Problem – Print the following passage on reducing your digital carbon footprint word for word, starting at "At Home Storage" and ending at "more, delete it.".

Part With Old Accounts
Any old accounts you no longer use (e-mail, photo editing, document creators, design space, etc) are all holding your data should you decide to log in again. What a tremendous waste of energy! If you can remember any old accounts, take a minute to permanently delete the account, or at least the data stored on it you don’t need. For example, my Canva account doesn’t need to store old invitations I have made and sent, and my Google Drive doesn’t need to keep holding my english position papers from university.
Choose Green Cloud Providers
Doing your research is part of being a sustainable consumer. Look into the companies you are storing data with and choose wisely. There are companies that run their data centers using renewable energy, and there are many who don’t. As always, be aware of companies claiming to be more eco friendly than they actually are. For more tips on how to avoid greenwashing, check here.
At Home Storage
Not everything is logical to back up on a personal hard drive but for things like photos and important documents, it could be a greener option. Most personal external hard drives are small and only require power when loading them, otherwise they can sit unplugged. Stanford Magazine does a great job of breaking down the difference between cloud storage and personal hard drive storage. The energy needed to save files to the cloud is about a “million times more than the energy you used to save to your hard drive” (source).
Change the Limitless Mindset
Instead of feeling like everything digital has no bounds, be mindful of what you store. Instagram, Snapchat or Facebook automatically save every story to your “history” cloud. Similarly, a server somewhere is storing all Facebook messages and group chats for retrieval even years later. If you don’t need it any more, delete it.
Wifi over Cellular Data
Whenever possible use wifi over cellular data, it requires less energy. Especially for larger data usage such as music and video streaming. According to BBC, “using a phone over a mobile network is at least twice as energy intensive than using it over wi-fi“.
Both literally and figuratively. When devices are not in use, power them off and unplug them to avoid using unnecessary power. We can also reduce our tech carbon footprint by using it less in general. Every google search, song stream and minute logged on Netflix has its own carbon footprint. In fact, according to The Newsroom, our streaming and searching requires far more energy than personal storage. The less time you spend on tech, the less energy you use.
Some of us have a little more time at home during the COVID- 19 pandemic. It’s a great opportunity to go through and unsubscribe, delete and shrink your presence on the cloud. It might also be a tempting time to plug in (Facetime, Netflix, video games, etc) but getting off tech has its benefits too for both the planet and our health. How are you keeping your digital carbon footprint to a minimum?

Input data –
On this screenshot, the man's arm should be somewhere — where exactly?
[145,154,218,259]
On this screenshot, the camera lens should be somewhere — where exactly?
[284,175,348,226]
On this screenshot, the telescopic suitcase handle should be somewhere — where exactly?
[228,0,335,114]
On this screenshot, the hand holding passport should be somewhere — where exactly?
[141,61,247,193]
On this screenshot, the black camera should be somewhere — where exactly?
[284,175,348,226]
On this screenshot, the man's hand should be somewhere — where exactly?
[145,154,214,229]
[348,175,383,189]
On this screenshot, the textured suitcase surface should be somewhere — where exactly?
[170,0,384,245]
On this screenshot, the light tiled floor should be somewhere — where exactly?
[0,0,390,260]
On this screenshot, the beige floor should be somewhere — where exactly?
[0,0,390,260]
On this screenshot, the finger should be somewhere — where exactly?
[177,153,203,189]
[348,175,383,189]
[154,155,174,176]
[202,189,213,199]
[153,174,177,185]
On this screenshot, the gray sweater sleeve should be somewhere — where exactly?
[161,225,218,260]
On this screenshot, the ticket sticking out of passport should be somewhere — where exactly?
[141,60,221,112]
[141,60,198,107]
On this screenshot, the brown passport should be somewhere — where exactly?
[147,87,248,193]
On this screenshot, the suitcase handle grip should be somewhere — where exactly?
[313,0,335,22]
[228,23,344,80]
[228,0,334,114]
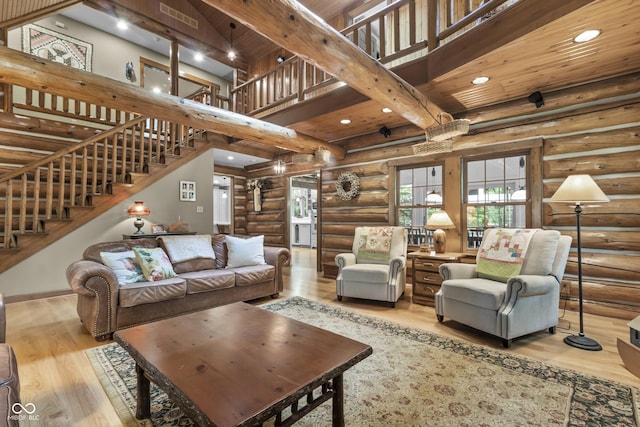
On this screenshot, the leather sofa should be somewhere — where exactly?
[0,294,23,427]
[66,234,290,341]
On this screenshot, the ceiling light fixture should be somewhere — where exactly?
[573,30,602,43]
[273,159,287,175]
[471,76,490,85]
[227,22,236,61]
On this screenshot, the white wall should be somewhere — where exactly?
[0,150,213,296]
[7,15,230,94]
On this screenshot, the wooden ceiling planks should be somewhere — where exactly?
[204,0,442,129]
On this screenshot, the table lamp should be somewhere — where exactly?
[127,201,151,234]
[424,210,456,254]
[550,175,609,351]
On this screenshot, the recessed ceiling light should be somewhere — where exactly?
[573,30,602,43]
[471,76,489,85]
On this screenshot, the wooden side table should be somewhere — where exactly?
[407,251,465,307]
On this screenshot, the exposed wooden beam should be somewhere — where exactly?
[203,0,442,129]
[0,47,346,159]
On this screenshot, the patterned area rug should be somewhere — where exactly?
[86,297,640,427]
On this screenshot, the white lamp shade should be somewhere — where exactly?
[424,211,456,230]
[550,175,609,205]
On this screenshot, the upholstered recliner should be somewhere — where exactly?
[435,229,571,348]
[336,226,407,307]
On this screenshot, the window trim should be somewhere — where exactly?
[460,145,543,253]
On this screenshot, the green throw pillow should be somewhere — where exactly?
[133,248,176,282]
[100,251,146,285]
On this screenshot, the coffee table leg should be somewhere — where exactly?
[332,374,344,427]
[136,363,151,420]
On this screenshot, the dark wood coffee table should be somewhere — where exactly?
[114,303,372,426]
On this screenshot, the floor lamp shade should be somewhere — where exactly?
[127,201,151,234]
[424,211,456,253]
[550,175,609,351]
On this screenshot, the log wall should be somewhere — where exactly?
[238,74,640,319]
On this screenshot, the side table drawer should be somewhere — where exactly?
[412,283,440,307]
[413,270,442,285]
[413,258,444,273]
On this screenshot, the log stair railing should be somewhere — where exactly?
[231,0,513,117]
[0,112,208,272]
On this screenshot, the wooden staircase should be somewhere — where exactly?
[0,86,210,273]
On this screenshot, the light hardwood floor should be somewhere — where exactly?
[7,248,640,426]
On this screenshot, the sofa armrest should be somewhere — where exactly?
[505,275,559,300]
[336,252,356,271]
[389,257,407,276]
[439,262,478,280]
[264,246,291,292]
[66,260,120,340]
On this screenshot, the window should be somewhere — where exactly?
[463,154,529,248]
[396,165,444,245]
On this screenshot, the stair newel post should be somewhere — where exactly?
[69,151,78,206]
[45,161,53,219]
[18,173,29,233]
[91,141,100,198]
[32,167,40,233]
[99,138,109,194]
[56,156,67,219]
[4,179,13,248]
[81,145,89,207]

* * *

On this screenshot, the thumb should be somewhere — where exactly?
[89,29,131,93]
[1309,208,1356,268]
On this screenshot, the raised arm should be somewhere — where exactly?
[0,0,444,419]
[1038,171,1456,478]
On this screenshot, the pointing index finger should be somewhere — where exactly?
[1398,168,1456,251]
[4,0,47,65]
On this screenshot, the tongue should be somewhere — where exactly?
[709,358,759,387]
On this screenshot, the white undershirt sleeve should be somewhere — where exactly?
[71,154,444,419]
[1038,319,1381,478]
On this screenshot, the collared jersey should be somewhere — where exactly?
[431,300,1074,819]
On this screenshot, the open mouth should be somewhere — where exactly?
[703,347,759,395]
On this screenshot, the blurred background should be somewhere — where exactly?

--

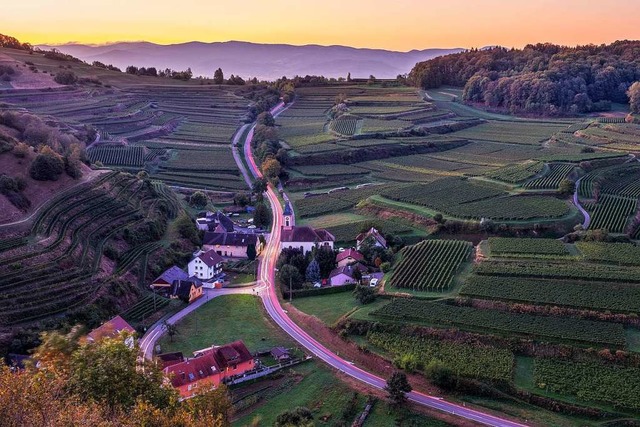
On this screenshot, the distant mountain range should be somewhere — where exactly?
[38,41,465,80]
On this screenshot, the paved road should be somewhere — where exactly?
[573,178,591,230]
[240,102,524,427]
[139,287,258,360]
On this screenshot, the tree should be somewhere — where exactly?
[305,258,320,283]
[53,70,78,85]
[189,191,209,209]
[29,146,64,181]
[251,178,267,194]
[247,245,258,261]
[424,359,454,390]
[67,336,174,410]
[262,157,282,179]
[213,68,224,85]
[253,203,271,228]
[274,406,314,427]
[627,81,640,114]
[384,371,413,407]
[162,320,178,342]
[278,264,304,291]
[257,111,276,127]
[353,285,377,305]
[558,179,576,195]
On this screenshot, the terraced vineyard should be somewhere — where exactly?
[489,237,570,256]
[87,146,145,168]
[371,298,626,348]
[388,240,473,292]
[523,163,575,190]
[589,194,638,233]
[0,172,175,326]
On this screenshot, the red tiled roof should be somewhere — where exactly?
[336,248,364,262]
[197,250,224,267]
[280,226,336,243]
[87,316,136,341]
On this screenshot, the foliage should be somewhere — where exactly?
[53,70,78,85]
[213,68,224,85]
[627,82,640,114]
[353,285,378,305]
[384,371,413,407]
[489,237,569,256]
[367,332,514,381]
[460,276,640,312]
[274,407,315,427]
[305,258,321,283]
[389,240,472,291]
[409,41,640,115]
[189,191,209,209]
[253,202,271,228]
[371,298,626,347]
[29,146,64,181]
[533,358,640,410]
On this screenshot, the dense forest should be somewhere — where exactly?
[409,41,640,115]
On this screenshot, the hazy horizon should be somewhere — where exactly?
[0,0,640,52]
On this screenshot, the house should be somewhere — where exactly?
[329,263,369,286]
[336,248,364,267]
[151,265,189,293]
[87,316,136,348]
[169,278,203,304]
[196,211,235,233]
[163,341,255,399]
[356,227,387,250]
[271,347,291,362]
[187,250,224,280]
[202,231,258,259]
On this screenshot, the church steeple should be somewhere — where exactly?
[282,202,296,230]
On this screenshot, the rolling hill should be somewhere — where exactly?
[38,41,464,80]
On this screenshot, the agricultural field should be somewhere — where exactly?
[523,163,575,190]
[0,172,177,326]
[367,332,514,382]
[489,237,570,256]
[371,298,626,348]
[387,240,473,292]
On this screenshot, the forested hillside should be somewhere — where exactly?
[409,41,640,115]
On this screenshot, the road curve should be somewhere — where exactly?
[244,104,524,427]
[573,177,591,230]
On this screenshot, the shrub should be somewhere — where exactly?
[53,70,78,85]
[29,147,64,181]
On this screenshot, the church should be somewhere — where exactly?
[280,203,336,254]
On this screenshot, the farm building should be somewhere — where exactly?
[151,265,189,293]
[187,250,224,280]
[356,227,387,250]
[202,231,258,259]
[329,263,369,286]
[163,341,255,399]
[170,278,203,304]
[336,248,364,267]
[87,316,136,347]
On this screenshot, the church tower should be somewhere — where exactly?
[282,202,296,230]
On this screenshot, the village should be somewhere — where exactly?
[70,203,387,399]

Answer section –
At Home Storage
Not everything is logical to back up on a personal hard drive but for things like photos and important documents, it could be a greener option. Most personal external hard drives are small and only require power when loading them, otherwise they can sit unplugged. Stanford Magazine does a great job of breaking down the difference between cloud storage and personal hard drive storage. The energy needed to save files to the cloud is about a “million times more than the energy you used to save to your hard drive” (source).
Change the Limitless Mindset
Instead of feeling like everything digital has no bounds, be mindful of what you store. Instagram, Snapchat or Facebook automatically save every story to your “history” cloud. Similarly, a server somewhere is storing all Facebook messages and group chats for retrieval even years later. If you don’t need it any more, delete it.